Usando resina de cajueiro, pesquisa da UFG cria plástico biodegradável

Data: 14/07/2016

Veículo: G1 Goiás

Notícia contém material audiovisual, para assistir clique aqui: http://g1.globo.com/goias/noticia/2016/07/usando-resina-de-cajueiro-pesquisa-da-ufg-cria-plastico-biodegradavel.html 

 

Ele serve para acondicionar alimentos e como curativo de ferimentos; veja. Material demorou 8 anos para ser desenvolvido e se decompõe em 30 dias.

Pesquisadores da Universidade Federal de Goiás (UFG) conseguiram criar um plástico usando como base a resina - ou goma, como é conhecida - de cajueiros. Os estudos duraram oito anos até que as características consideradas ideais do material fossem encontradas. Chamado de filme, o produto pode ser utilizado para embalar alimentos e também, quando manipulado com outras substâncias, serve de curativo para ferimentos.

O projeto foi liderado pela professora Kátia Fernandes, coordenadora do Laboratório de Química de Polímeros da instituição. Ela explica que o carboidrato da goma é extraído e a partir de processos químicos, resulta no material (veja vídeo acima).

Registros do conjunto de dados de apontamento

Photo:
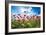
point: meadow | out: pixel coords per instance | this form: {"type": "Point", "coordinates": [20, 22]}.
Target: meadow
{"type": "Point", "coordinates": [33, 22]}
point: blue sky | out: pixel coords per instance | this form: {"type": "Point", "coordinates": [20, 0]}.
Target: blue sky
{"type": "Point", "coordinates": [27, 9]}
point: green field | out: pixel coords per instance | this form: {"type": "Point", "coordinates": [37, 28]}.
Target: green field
{"type": "Point", "coordinates": [25, 24]}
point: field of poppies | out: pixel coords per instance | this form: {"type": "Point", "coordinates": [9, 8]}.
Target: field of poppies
{"type": "Point", "coordinates": [25, 21]}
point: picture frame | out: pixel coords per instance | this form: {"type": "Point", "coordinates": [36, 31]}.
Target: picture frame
{"type": "Point", "coordinates": [38, 6]}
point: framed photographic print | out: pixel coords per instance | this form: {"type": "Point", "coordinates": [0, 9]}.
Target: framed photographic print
{"type": "Point", "coordinates": [24, 17]}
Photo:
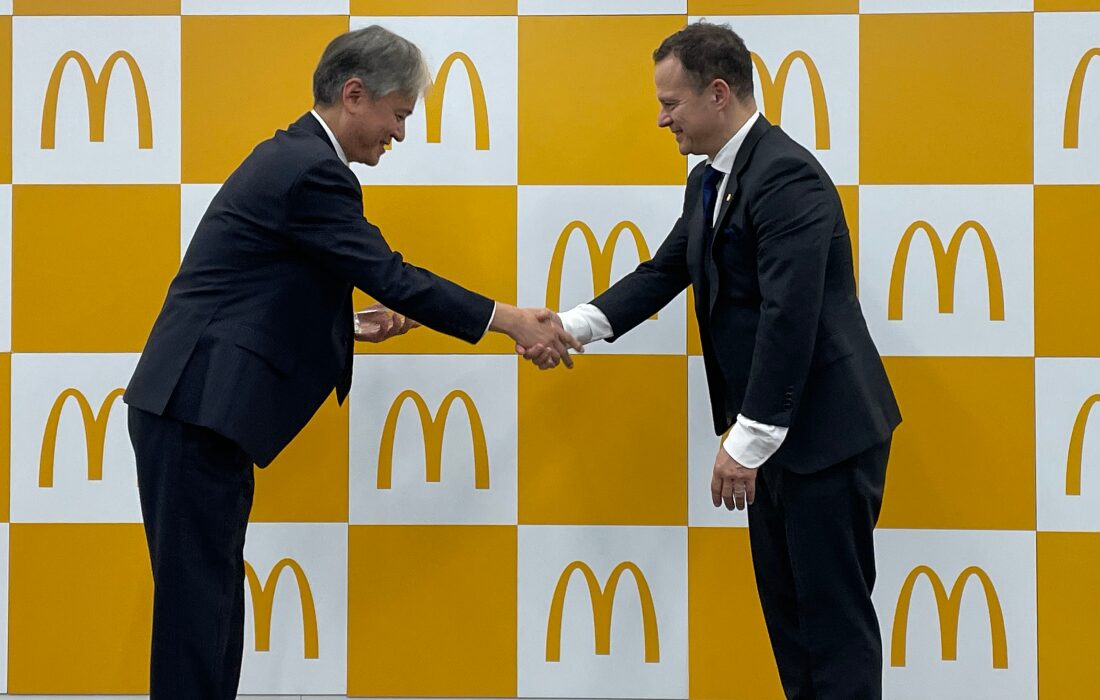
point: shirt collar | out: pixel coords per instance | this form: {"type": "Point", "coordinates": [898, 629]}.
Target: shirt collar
{"type": "Point", "coordinates": [724, 161]}
{"type": "Point", "coordinates": [332, 138]}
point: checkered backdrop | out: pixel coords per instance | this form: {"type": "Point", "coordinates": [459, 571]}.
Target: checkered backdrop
{"type": "Point", "coordinates": [465, 525]}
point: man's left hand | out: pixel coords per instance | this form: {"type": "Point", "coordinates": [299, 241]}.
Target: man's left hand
{"type": "Point", "coordinates": [377, 323]}
{"type": "Point", "coordinates": [732, 484]}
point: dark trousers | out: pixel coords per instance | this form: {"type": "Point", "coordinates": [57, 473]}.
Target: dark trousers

§ **Exercícios**
1) Responda com base na notícia sobre o plástico feito de resina de cajueiro:
(a) Quanto tempo duraram os estudos até se chegar ao material?
(b) Em quantos dias o material se decompõe?
(c) Quem liderou o projeto?
2) Repita sem nenhuma alteração o trecho da notícia sobre o plástico de cajueiro que começa em "Data: 14/07/2016" e termina em "em 30 dias.".
Os registros são um material à parte do texto.

§ **Respostas**
1)
(a) Oito anos.
(b) Em 30 dias.
(c) A professora Kátia Fernandes, coordenadora do Laboratório de Química de Polímeros da UFG.

2)
Data: 14/07/2016

Veículo: G1 Goiás

Notícia contém material audiovisual, para assistir clique aqui: http://g1.globo.com/goias/noticia/2016/07/usando-resina-de-cajueiro-pesquisa-da-ufg-cria-plastico-biodegradavel.html 

 

Ele serve para acondicionar alimentos e como curativo de ferimentos; veja. Material demorou 8 anos para ser desenvolvido e se decompõe em 30 dias.